■ Trabajo requerido ■
Indique si cada afirmación concuerda con el fragmento sobre la poesía de don Gonzalo que figura a continuación, respondiendo sí o no y citando literalmente las palabras del texto que lo determinan. 1. Según el fragmento, un lector puede leer dos veces el mismo poema. 2. El fragmento sostiene que la traducción es una traición. 3. El primer libro del abuelo se titula La greda vasija.

■ Fragmento de página ■
—————
Usted sabía y sabe que un poema es siempre discutible y perfectible. Nadie lee dos veces el mismo poema, no sólo porque el lector cambia constantemente, sino, sobre todo, porque para el poeta su texto no es sino la suma de sus incertidumbres, y dichas incertidumbres devienen en un proceso de reescritura sin tregua, tan sólo interrumpida por la muerte. Es útil, en ese sentido, comparar las primeras versiones de un poema con el texto presuntamente definitivo. Es el caso de César Vallejo, tal vez el autor más cercano a usted, quien solía partir, por ejemplo, de un perfecto soneto, para derivar en un poema sin métrica ni rima y prácticamente irreconocible en relación al poema original. Escribir es reescribir. Vivir es revivir, y morir, es remorir hasta las últimas raíces. El prefijo «re» implica un retorno, un volver. Pero también, en el lenguaje cotidiano, un hacer algo con especial ahínco. En ese sentido reescribir es escribir con rabia, con énfasis, con radicalidad. Revivir es un vivir con ganas, con re−ganas, con re−gozo. Con relámpago, esa palabra tan cara a su persona, don Gonzalo, y que para mí re−sume la vitalidad luminosa de su poesía. El relámpago deslumbra, relumbra y alumbra en su doble sentido: iluminando y dando a luz, como las parturientas tendidas sobre el campo.
Probablemente sea usted el mejor traductor de la poesía de César Vallejo, al castellano. Nadie más pudo traducir con tanta fidelidad y, a la vez, con tanto irrespeto, su extrañísimo Trilce al español sin Chile del chileno. Y conste que la traducción no es una traición, sino un acto de fidelidad a lo que el autor quiso, pero no pudo decir en la lengua heredada por la madre, aunque Huidobro declare que hay que escribir en una lengua que no sea la materna. Quién sabe.
El hábito de utilizar inusualmente las categorías verbales: usando un sustantivo como verbo, por ejemplo, o un adjetivo como sustantivo, y el uso de una oralidad suelta, prosaica a veces, que le otorga a su mejor poesía un tono conversacional, delata su filiación gozosa con el cholo de Santiago de Chuco. Pero lo más vallejiano que veo en su poesía es esa ternura humilde que desdramatiza el dolor, pienso, sobre todo en su poema “Carbón”. Vallejiana también es la afición suya, don Gonzalo, por las impertinencias sintácticas o el uso de neologismos felices y tristes que surgen espontáneamente de la necesidad de buscar denominaciones más justas a experiencias, emociones o cosas para los que no existen términos cabales en el diccionario de la Real Academia Española, que en paz descanse: nogala, oleajemente, personaja, orejear, naricear, y tantas otras palabras recientes, edénicas. Mi abuelo, por su parte, también incurriría en tales audacias, sobre todo en su primer libro titulado ejemplarmente La greda vasija, algo así como una greda que se vuelve vasija, por pura voluntad de forma, ese deseo incontenible que sienten los poetas de crearse un ritmo y una música, a su imagen y semejanza, un ritmo que los contenga y los desborde, a raudales.
—————
■ Fragmentos de datos de regiones etiquetadas ■

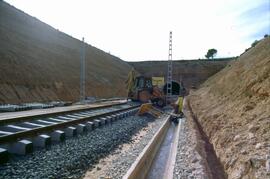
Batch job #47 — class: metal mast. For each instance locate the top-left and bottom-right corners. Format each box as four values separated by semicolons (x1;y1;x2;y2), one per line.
80;38;85;102
166;32;172;103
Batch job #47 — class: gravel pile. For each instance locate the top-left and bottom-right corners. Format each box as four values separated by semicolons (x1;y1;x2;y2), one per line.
98;115;165;179
173;118;207;179
0;116;152;178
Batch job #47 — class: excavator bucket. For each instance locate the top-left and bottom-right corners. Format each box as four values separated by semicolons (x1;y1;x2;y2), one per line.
138;103;163;118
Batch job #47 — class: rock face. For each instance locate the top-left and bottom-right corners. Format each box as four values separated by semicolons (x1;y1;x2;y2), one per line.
189;37;270;179
129;58;232;89
0;1;131;103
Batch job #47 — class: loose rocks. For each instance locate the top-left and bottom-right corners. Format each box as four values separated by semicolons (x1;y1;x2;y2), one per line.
0;116;152;178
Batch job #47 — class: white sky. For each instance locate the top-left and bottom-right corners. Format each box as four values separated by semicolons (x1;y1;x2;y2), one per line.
6;0;270;61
—————
■ Resultado del ejercicio ■
1. No: «Nadie lee dos veces el mismo poema».
2. No: «Y conste que la traducción no es una traición».
3. Sí: «sobre todo en su primer libro titulado ejemplarmente La greda vasija».